▶ **Exercise**
Write out the lines below again, substituting "Object" for each occurrence of "Target" and keeping everything else the same.

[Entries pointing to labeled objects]

☆ ☆ ☆ ☆

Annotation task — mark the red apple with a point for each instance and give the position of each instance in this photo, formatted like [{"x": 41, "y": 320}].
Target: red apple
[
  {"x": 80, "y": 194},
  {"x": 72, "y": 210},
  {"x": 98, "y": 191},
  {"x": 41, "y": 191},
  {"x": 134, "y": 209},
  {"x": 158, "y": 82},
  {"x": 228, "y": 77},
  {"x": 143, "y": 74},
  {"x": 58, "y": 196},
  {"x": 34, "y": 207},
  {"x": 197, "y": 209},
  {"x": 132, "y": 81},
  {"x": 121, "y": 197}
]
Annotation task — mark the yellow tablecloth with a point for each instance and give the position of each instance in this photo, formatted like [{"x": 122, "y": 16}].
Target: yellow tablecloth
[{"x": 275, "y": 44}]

☆ ☆ ☆ ☆

▶ **Result for this exercise**
Annotation task — mark the red apple with a point for each instance and give the position of each instance in this photo, formatted like [{"x": 41, "y": 320}].
Object: red apple
[
  {"x": 80, "y": 194},
  {"x": 72, "y": 210},
  {"x": 98, "y": 191},
  {"x": 41, "y": 191},
  {"x": 134, "y": 209},
  {"x": 158, "y": 82},
  {"x": 228, "y": 77},
  {"x": 143, "y": 74},
  {"x": 58, "y": 196},
  {"x": 34, "y": 207},
  {"x": 197, "y": 209},
  {"x": 132, "y": 81},
  {"x": 121, "y": 197}
]
Annotation task — mark the yellow tablecloth with a point for each instance and give the position of each instance in this photo, formatted like [{"x": 122, "y": 16}].
Object: yellow tablecloth
[{"x": 275, "y": 44}]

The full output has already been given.